WORK INSTRUCTIONS:
Each of the entries should be retyped precisely as it appears.

[Pointing records]
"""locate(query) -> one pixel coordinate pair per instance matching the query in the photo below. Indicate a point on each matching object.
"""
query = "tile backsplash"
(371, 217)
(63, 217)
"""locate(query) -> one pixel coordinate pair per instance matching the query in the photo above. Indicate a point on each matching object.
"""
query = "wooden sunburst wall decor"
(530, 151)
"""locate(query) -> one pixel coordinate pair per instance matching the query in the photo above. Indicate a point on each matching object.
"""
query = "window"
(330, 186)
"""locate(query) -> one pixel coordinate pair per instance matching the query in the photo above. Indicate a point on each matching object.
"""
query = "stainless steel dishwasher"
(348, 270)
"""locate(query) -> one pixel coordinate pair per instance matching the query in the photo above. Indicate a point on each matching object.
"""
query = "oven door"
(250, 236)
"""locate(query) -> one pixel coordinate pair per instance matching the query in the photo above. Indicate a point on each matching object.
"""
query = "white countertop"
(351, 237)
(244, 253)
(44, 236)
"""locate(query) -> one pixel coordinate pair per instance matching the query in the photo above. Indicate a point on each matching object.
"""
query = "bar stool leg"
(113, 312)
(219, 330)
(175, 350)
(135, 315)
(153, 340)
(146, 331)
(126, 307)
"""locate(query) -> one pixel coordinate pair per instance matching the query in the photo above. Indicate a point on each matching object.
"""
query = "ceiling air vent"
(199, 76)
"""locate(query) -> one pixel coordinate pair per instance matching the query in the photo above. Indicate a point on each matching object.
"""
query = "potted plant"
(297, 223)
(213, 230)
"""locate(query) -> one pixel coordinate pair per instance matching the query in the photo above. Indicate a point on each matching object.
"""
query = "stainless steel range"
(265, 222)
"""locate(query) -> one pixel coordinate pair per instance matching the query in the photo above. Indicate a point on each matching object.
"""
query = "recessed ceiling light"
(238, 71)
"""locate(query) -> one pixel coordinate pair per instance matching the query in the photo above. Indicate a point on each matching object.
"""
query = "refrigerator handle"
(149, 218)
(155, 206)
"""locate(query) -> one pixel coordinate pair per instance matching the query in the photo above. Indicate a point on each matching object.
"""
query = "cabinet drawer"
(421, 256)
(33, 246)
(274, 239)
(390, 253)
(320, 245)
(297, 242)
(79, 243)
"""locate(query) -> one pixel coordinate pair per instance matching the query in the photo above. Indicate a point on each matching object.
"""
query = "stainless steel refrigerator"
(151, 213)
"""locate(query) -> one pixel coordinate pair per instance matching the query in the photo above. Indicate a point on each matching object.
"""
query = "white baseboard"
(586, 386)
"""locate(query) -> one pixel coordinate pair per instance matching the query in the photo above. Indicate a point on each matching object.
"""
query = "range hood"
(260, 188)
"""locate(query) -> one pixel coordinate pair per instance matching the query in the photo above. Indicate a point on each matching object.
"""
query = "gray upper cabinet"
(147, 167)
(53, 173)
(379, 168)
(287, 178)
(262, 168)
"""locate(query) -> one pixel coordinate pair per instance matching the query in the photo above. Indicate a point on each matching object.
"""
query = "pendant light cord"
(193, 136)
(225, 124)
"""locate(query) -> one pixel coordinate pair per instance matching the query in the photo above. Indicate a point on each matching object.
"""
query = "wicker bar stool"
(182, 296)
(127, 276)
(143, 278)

THE OUTPUT:
"""locate(query) -> one pixel coordinate pair per instance matching the query in the photo below. Indicate a point on each matching object.
"""
query = "tile backsplash"
(371, 217)
(63, 217)
"""locate(query) -> one pixel coordinate pair per instance matching the query in the photo above. Indicate a point on each matching object.
"""
query = "wooden sunburst wall decor"
(530, 151)
"""locate(query) -> one pixel coordinate pair per instance matching the query in the photo above. Indicate a point on each matching object.
"""
query = "window"
(330, 186)
"""locate(query) -> one pixel coordinate pair per instance matching the query in the photo above. Indicate a point on each matching object.
"""
query = "stainless steel dishwasher"
(348, 270)
"""locate(query) -> one pixel coordinate pair per instance matching the query in the photo above. Indicate a point on each matching object.
"""
query = "oven door"
(250, 236)
"""locate(query) -> one pixel coordinate pair per instance matching the query in the photo above. Indicate a point on each matching object.
"""
query = "white countertop"
(351, 237)
(244, 253)
(44, 236)
"""locate(query) -> one pixel coordinate pair per instance matching the query in the photo above. Indicate a point on each matching object.
"""
query = "bar stool leg"
(113, 312)
(219, 330)
(175, 350)
(135, 315)
(153, 340)
(146, 331)
(126, 307)
"""locate(query) -> one pixel coordinate pair per instance matching the query in the photo above. Indicate a point on each matching object.
"""
query = "ceiling air vent"
(199, 76)
"""locate(query) -> one pixel coordinate pair per instance matching the query in the photo above. Indicate a point on each matching object.
"""
query = "potted plant"
(297, 223)
(213, 230)
"""locate(query) -> one pixel coordinate pair per instance matching the query in the photo above. Indicate a point on each matching object.
"""
query = "stainless steel range"
(265, 222)
"""locate(query) -> one pixel coordinate pair per instance matching the query in the photo above. Indicate a point on each matching object.
"""
query = "recessed ceiling light"
(238, 71)
"""locate(query) -> one pixel coordinate pair per instance matching the query in the photo above. Indicate a point on each matching object.
"""
query = "refrigerator handle"
(149, 218)
(155, 206)
"""locate(query) -> one pixel coordinate pair per instance matching the query in the photo above. Indicate a point on each matching object.
"""
query = "cabinet drawer"
(421, 256)
(33, 246)
(274, 239)
(390, 253)
(320, 245)
(297, 242)
(79, 243)
"""locate(query) -> one pixel coordinate pair per instance matching the query in the photo above. Indicate a point on each matching object.
"""
query = "stainless steel refrigerator"
(151, 213)
"""locate(query) -> one pixel coordinate pair per instance matching the query in the photo above. Indicate a point on each matching object.
"""
query = "white baseboard"
(586, 386)
"""locate(query) -> one pixel coordinate pair per instance matching the query in the photo above. Indicate a point on each matching object.
"""
query = "range hood"
(260, 188)
"""locate(query) -> one pixel coordinate pair per instance matching the query in the photo above. Indicate a point on each matching object.
"""
query = "gray upper cabinet"
(147, 167)
(53, 173)
(379, 168)
(287, 178)
(262, 168)
"""locate(query) -> one pixel coordinate pair per instance matching the query in the photo above. Indicate a point on each matching object.
"""
query = "pendant light cord"
(193, 136)
(225, 124)
"""locate(query) -> one pixel coordinate pair per instance matching the query in the photo above. Indicate a point on each matching object.
"""
query = "wicker bar stool"
(182, 296)
(127, 276)
(143, 278)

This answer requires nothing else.